━━━━━ EXTRACTED TEXT

The Machinist Review
Trevor Reznik (Christian Bale) is tired, and we’re not talking up past midnight tired, or running up the stairs tired, he’s really tired. Trevor hasn’t slept in a year... a year. Sure he dozes off, his eyes start to droop and his head starts to sway, but even the slightest noise will jar him back to the waking world, his record breaking insomnia working as hard as it can to ensure Trevor doesn’t rest. Funnily enough that’s taking a toll on poor Trevor, he’s probably looked better before, in fact, 10 year drug addicts lying on their bathroom floors in a pool of their own vomit gasping their last breaths have looked better. Trevor can’t stop losing weight, he’s gone straight through skinny, ploughed his way through gaunt, left heroin chic long behind him, and is currently sitting somewhere between an emaciated corpse and Skeletor. Mentally he’s not as sharp as he used to be either, and that’s even more dangerous, because it’s not just his wellbeing at stake, Trevor works in a machine shop amongst very large, very dangerous pieces of equipment, and a lack of concentration is just an accident waiting to happen.
The Machinist is a bleak film, in many ways, but the most striking is its appearance. Nearly all of the colour has been bleached from the print, making it almost black and white and very reminiscent of Mel Gibson’s Payback, which sets a downbeat tone from the very first frame. That, combined with some languishing camera work, sets out Brad Anderson’s stall for a movie that isn’t in any hurry to tell you what’s going on, all we know, is Trevor is losing it. Well actually we already know he will, as the first time we see Trevor he’s disposing of a body, who’s we don’t know, but we know he’s been tipped over the edge, and now we get to see how he got there. Now we all know Bale doesn’t have a problem playing someone rather unhinged with an excellent degree of subtlety, his performance in American Psycho wasn’t a one off, and his slow burn towards insanity isn’t that far from Patrick Bateman’s, although he walks a very different path. As the insomnia eats away at Trevor, and he gets thinner and thinner, his concentration starts to falter, which is pretty dangerous in a machine shop, and it’s not long before there’s an accident that leaves one of Trevor’s follow machinists out of of a job, and an arm. This is where the film starts to flourish, as Trevor becomes ever more convinced that there’s a conspiracy afoot at the factory, with everyone determined to see him out of there, or worse. Post-it notes start appearing in his home, adorned with a hangman’s noose, Ivan (John Sherian) - the new welder Trevor blames for his lack of concentration before the accident - starts to become evasive. Nobody at work will admit to knowing him, but Trevor is desperate to track him down, possibly to pass off some of the blame for the accident.
Trevor has two places to turn away from work, and the conspiracy that is plaguing his mind, and they couldn’t be more different. Marie (Aitana Sánchez-Gijón) is a coffee shop waitress who’s been drawn in by Trevor. He comes in to see her on the graveyard shift every night, although he wouldn’t admit that was why he was there, he doesn’t talk much and he always leaves extravagant tips. It’s a mysterious combination that leaves Maria curious about what goes on in his mind. The other woman in Trevor’s life might explain the tips at least, Stevie (Jennifer Jason Leigh) is a hooker - the heart of gold type, naturally - and Trevor has been a client for a long long time. Trevor does a lot more talking with Stevie, though he’d do well to talk a bit more, because he has too much on his mind and on his chest. Well, except flesh. Which is The Machinist’s biggest problem, ironically, as it is what got the film so much attention in the first place. No matter what else is going on, whenever Christian Bale takes his shirt off - which is a near constant theme - all you can think is my god he’s thin. Problem is, you’re not thinking it about Trevor Reznik, you’re thinking it about Christian Bale. The effect didn’t lessen over the course of the film either, every time we see his skeletal frame all you can think about is how dangerously thin he became. It just can’t be good for you, rumours have flown around about what he was surviving on, some claiming he was consuming nothing but water and the occasional hard boiled egg, and that’s actually believable to look at him, a shadow of his former self. It’s an indirect breaking of the fourth wall that completely stops you from being absorbed by the film, as every 5 minutes you’re reminded you’re watching an actor playing a role.

━━━━━━━━━━

*DIRECTIONS:*
1/ According to the review of The Machinist, how long has Trevor gone without sleep?
2/ In the records, rewrite the lines from the one containing "seat. Do not add anything beyond the points." through the end of the records, changing "stadium" to "arena" and leaving everything else the same.

━━━━━ AVAILABLE DATA

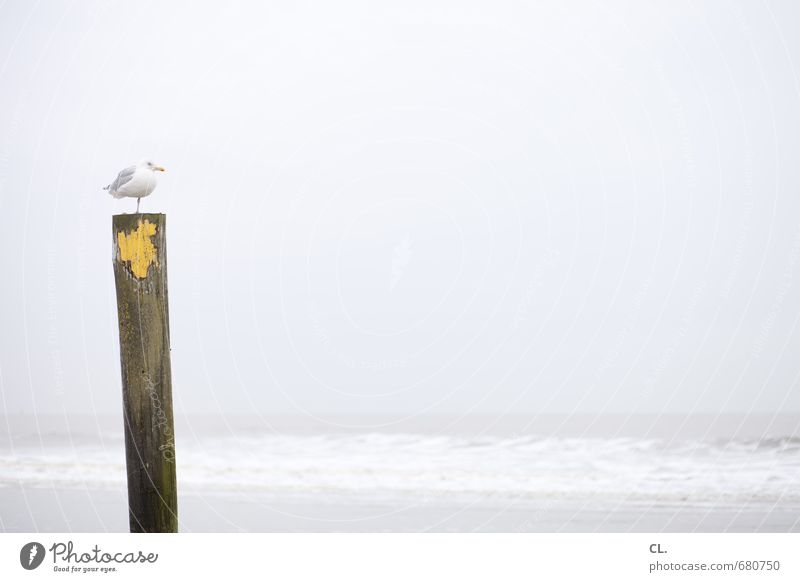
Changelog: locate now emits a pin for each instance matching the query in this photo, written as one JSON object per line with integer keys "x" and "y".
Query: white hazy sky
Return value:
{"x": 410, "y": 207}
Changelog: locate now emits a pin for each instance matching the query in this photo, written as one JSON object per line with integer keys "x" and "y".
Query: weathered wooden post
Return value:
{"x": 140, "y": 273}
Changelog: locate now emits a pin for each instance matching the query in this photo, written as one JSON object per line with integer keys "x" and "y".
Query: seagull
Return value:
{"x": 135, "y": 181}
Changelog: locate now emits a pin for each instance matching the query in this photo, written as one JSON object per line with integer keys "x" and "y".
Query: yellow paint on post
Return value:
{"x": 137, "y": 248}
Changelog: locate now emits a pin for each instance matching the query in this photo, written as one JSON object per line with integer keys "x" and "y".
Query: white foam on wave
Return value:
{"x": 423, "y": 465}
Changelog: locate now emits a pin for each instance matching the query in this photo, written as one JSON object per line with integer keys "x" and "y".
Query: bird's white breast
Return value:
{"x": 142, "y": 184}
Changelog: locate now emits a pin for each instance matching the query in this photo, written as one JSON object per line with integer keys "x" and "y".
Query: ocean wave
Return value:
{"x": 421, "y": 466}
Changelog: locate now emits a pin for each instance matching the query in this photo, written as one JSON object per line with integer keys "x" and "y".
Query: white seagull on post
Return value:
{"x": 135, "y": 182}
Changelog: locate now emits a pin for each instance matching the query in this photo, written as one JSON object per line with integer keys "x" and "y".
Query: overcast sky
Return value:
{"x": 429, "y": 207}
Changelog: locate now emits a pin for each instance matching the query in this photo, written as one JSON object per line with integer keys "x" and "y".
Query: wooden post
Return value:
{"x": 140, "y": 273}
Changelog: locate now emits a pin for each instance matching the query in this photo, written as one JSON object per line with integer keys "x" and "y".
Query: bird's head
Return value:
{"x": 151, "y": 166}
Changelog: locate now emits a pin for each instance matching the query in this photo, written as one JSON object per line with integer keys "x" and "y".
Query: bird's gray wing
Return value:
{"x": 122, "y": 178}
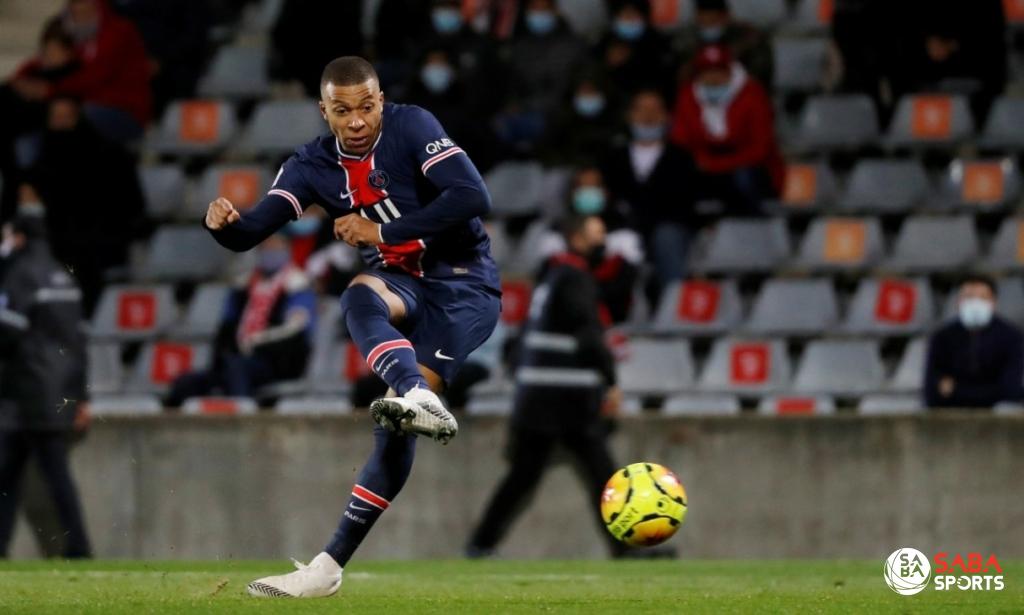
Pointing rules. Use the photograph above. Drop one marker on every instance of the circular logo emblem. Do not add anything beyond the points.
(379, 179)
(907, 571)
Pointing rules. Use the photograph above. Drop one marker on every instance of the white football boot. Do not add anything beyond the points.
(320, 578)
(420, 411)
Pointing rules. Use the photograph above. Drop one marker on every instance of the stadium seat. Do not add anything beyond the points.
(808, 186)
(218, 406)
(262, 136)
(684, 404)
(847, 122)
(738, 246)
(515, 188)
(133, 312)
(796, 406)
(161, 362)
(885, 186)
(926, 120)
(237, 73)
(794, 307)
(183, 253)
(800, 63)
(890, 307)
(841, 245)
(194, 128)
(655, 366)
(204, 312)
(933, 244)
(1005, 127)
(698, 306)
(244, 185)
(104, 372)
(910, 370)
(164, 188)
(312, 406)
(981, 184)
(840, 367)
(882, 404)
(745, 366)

━━━━━━━━━━

*THE RESULTS:*
1/ A year.

2/
Pointing rules. Use the photograph above. Drop one marker on every instance of the arena seat. Do not add anything beyond the points.
(808, 186)
(218, 406)
(262, 136)
(684, 404)
(847, 122)
(738, 246)
(515, 188)
(133, 312)
(796, 406)
(161, 362)
(885, 186)
(926, 120)
(237, 73)
(794, 307)
(183, 253)
(800, 63)
(890, 307)
(841, 245)
(194, 128)
(655, 366)
(204, 312)
(933, 244)
(1005, 127)
(698, 306)
(244, 185)
(104, 372)
(910, 370)
(164, 188)
(312, 406)
(981, 184)
(840, 367)
(882, 404)
(745, 366)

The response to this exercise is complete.